It’s all climax in a campaign that barely stops to breathe. When the characters aren’t running for their lives they’re engaged in a passionless love triangle. It’s all brooding conversations in darkness, and booby traps as Katniss Everdeen (Jennifer Lawrence) marches on the Capitol to stick an arrow through President Snow’s (Donald Sutherland) heart.
Jennifer Lawrence in ‘The Hunger Games: Mockingjay - Part 2’
Photo credit: Lionsgate
This series is no one’s idea of great filmmaking, but they do have enough resources and tools at their disposal to elevate them above the usual Young Adult franchises. Gone are the social and political commentaries and the fantastical world of the capitol filled with extravagent excess.
Now almost everyone who lent a sense of style to the series (including Stanley Tucci, Elizabeth Banks, Woody Harrelson, and the late Phillip Seymour Hoffman) are pushed off to the margins to watch Katniss’ march on the capitol. But that sense of style and humor is sorely needed on the humorless march to a finale.
While rebel leader (Julianne Moore) wants to keep Katniss contained as a propoganda tool, she has other plans by sneaking into the front lines. She’s fed up with being an image to be manipulated by others, she’s out for action. But she winds up relegated to a purely symbolic squad that will follow miles behind the front to capture inspiring images to rally the masses.

***

▶ _Brief 1_
According to the film review, which actor plays President Snow?

***

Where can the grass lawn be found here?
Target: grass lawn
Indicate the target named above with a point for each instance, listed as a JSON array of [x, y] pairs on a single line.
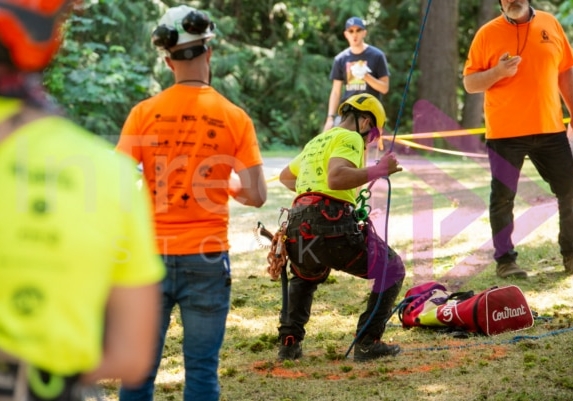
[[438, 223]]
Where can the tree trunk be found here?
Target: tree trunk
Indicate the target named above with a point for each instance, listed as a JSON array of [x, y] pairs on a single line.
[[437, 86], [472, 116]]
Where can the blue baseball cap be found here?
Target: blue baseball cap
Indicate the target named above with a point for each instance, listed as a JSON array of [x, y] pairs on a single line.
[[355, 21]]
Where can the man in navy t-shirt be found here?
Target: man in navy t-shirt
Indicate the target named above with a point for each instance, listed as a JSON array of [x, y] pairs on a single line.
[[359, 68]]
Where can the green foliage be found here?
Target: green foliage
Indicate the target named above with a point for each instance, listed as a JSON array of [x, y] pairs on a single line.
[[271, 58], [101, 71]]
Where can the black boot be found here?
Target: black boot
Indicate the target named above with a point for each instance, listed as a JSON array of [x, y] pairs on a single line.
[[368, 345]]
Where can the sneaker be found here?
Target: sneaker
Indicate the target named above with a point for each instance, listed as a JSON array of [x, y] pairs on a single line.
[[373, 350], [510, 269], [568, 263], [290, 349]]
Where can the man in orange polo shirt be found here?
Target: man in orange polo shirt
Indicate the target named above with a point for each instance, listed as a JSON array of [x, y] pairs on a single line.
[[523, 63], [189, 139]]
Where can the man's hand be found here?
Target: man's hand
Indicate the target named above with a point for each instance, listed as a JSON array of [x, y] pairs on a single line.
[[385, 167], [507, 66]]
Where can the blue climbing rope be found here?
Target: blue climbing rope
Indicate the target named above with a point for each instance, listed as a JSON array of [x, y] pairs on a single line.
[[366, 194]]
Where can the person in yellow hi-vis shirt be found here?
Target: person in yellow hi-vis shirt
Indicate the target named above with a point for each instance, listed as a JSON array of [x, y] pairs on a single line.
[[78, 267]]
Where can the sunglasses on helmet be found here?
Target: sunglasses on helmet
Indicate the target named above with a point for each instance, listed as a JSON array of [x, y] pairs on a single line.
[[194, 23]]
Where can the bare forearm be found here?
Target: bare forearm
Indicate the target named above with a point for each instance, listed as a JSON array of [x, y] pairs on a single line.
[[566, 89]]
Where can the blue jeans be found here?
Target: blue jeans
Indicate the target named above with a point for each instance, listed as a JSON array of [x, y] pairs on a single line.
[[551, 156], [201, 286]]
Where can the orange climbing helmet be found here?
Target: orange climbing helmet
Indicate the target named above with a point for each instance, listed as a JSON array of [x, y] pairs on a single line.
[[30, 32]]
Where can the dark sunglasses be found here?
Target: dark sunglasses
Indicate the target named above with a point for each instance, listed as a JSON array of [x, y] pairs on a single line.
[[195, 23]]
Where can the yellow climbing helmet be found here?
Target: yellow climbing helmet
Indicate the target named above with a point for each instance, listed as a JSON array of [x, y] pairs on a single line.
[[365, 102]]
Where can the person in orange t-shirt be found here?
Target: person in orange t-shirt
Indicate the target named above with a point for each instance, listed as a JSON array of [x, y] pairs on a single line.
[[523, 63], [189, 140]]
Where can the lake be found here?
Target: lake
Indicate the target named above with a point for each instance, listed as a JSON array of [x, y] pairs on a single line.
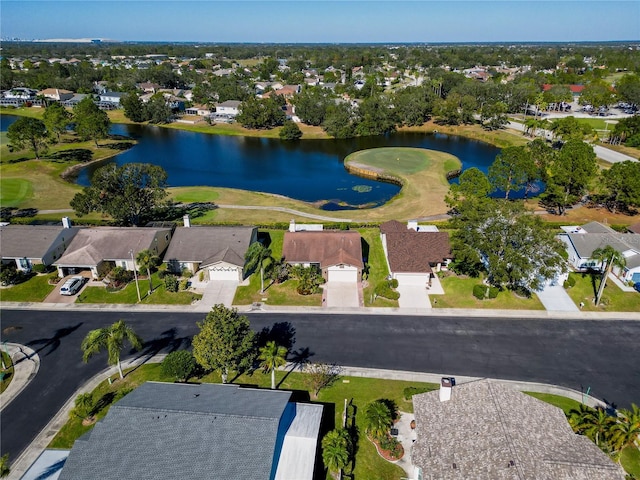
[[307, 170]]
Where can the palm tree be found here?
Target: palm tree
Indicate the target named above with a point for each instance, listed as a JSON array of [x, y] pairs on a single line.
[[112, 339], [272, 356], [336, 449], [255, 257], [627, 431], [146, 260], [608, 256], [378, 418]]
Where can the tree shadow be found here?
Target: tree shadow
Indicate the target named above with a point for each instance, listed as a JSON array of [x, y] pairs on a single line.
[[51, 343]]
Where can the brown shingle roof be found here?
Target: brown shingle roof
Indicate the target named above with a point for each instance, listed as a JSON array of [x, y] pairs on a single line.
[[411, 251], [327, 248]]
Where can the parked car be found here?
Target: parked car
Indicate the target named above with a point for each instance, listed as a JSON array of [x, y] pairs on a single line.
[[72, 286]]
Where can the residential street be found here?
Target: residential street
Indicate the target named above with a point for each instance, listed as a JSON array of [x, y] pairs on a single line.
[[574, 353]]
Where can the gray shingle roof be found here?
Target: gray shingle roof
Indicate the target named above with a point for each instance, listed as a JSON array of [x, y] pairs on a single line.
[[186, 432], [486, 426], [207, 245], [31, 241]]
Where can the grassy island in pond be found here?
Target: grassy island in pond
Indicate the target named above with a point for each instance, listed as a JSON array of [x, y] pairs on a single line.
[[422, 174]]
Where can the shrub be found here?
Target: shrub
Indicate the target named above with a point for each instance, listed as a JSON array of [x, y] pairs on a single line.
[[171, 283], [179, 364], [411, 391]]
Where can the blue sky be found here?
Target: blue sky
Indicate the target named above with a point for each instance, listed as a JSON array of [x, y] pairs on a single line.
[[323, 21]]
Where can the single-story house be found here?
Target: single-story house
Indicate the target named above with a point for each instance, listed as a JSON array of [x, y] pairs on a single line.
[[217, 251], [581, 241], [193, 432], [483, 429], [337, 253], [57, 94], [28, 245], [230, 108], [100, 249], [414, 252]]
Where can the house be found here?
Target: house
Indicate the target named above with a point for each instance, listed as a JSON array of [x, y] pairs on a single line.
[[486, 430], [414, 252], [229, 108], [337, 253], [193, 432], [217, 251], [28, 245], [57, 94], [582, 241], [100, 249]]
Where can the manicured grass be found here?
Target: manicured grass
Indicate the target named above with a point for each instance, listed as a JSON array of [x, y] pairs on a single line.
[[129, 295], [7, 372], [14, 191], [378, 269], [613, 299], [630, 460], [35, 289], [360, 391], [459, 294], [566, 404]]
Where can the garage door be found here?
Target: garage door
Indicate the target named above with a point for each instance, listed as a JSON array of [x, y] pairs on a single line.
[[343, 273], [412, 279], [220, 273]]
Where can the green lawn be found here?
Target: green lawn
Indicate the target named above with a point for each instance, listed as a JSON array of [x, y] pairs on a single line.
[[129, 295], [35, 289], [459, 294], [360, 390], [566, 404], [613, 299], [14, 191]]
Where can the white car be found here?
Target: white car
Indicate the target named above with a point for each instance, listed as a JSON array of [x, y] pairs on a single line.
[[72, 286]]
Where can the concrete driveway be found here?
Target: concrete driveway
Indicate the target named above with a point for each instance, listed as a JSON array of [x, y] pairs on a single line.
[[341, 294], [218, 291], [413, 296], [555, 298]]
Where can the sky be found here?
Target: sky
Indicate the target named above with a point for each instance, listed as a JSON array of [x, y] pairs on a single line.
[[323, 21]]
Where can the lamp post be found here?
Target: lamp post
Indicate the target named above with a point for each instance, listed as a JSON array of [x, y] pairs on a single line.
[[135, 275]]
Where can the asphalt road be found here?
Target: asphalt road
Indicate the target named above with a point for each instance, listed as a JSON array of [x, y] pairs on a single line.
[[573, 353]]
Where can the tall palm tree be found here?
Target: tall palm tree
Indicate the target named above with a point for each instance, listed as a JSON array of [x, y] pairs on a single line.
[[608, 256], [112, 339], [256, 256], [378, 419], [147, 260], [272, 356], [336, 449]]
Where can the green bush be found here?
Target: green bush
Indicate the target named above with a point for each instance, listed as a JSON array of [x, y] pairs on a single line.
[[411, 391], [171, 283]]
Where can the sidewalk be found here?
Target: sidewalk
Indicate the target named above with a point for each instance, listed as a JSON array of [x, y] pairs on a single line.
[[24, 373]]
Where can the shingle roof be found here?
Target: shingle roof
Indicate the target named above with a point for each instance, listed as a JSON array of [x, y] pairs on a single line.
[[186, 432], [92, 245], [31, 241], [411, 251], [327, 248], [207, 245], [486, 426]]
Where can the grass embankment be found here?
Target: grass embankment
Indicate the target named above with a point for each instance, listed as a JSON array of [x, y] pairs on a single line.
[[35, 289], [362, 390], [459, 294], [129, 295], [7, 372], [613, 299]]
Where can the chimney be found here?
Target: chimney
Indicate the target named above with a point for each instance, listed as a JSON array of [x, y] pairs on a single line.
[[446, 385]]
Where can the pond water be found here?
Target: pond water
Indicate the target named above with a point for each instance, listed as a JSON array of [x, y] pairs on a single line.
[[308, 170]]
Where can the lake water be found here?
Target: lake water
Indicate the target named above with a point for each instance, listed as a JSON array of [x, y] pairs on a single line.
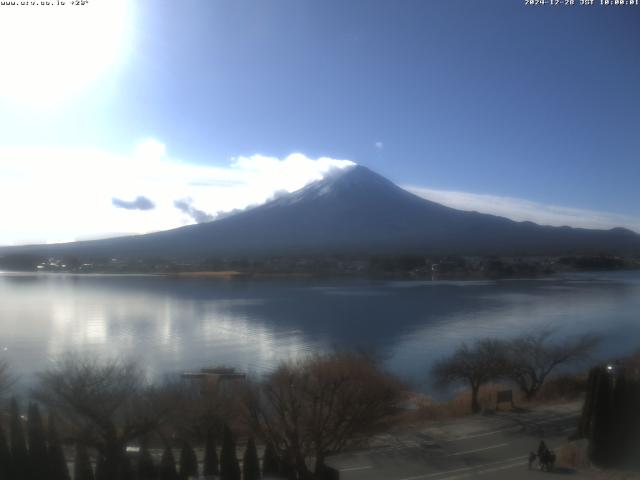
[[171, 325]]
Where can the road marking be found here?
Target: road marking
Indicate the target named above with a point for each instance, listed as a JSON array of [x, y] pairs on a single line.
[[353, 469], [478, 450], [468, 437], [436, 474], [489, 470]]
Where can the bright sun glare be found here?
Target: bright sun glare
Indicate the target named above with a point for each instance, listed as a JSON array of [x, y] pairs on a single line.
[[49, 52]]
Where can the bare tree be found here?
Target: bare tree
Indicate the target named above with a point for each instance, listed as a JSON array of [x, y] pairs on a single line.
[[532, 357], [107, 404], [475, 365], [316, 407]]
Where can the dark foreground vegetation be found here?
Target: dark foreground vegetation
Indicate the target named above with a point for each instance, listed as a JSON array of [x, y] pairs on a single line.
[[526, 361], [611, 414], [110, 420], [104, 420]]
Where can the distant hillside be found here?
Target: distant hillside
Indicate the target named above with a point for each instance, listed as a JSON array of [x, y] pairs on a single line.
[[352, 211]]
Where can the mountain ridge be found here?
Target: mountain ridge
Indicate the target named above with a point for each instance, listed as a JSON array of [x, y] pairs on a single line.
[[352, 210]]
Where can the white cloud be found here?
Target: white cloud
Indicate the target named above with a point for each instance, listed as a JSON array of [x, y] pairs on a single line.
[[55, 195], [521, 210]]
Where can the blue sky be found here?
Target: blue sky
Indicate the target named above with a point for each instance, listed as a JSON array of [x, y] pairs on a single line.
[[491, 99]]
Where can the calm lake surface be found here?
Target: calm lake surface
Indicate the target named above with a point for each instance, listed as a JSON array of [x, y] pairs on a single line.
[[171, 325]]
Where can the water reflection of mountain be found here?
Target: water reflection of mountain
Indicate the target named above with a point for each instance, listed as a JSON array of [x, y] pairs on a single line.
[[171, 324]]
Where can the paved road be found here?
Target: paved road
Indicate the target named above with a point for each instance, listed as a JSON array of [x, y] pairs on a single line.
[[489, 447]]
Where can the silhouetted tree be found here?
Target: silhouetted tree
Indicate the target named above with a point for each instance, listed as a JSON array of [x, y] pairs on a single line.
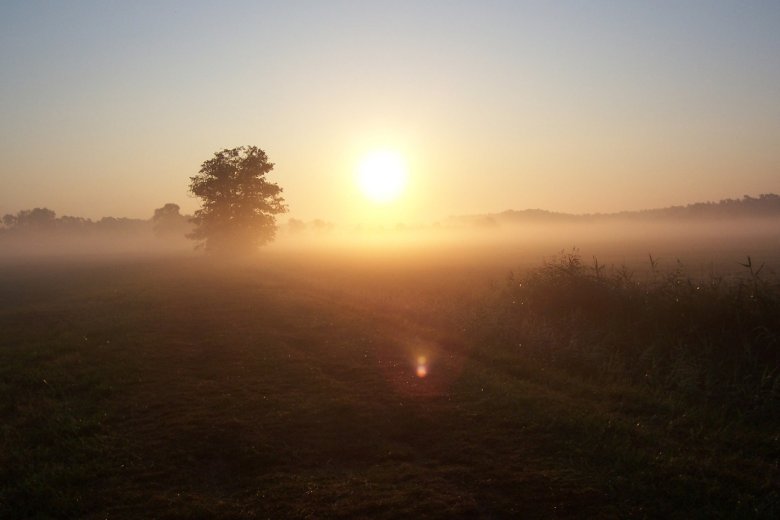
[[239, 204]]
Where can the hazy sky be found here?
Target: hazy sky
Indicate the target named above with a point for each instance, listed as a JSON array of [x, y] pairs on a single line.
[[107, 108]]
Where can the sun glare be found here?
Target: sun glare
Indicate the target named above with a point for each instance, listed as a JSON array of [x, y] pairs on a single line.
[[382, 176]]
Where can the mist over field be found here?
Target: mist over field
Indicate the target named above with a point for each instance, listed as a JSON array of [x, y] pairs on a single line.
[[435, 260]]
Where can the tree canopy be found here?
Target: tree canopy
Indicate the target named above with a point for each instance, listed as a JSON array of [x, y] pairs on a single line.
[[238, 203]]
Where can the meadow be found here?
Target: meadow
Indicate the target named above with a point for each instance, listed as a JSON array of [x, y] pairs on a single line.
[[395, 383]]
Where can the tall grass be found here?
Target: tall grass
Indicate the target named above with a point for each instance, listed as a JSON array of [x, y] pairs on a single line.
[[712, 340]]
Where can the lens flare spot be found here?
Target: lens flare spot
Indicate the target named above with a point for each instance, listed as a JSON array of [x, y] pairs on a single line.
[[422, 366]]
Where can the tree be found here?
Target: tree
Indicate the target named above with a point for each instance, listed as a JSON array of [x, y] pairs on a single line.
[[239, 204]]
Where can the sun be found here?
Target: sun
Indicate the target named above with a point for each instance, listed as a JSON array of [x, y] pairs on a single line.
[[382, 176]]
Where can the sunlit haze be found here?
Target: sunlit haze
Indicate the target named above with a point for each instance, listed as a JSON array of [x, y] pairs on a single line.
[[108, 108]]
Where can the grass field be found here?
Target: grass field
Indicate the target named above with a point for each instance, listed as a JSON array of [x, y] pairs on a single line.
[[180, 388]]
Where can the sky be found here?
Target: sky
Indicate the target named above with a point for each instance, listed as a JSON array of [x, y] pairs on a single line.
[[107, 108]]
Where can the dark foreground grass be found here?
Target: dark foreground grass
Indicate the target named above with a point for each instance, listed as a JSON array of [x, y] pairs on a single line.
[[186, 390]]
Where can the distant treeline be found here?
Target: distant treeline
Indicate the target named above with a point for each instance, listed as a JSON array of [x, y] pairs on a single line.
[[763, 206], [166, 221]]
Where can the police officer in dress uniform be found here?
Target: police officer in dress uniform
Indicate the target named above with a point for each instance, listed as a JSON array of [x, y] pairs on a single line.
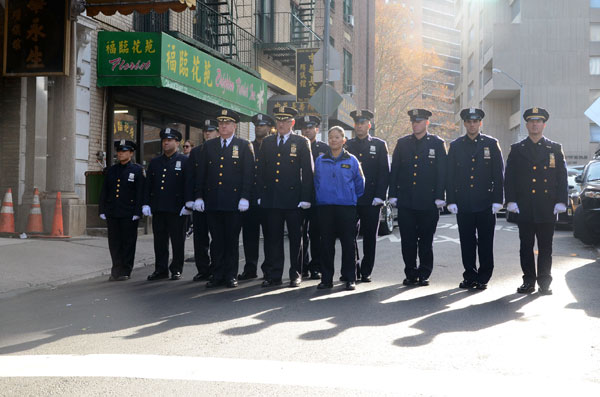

***

▶ _Brief 2_
From the records, reproduce verbatim the lines beginning with the line that contains "Where can the mist over field be found here?" and continuing through the line that contains "[[435, 260]]", including both of those lines.

▶ _Written response 1_
Donald Sutherland.

▶ _Written response 2_
Where can the mist over field be found here?
Target: mist over field
Indicate the target named above with a point for each instance, listed as a JSON array of [x, y] pairs on a single line.
[[435, 260]]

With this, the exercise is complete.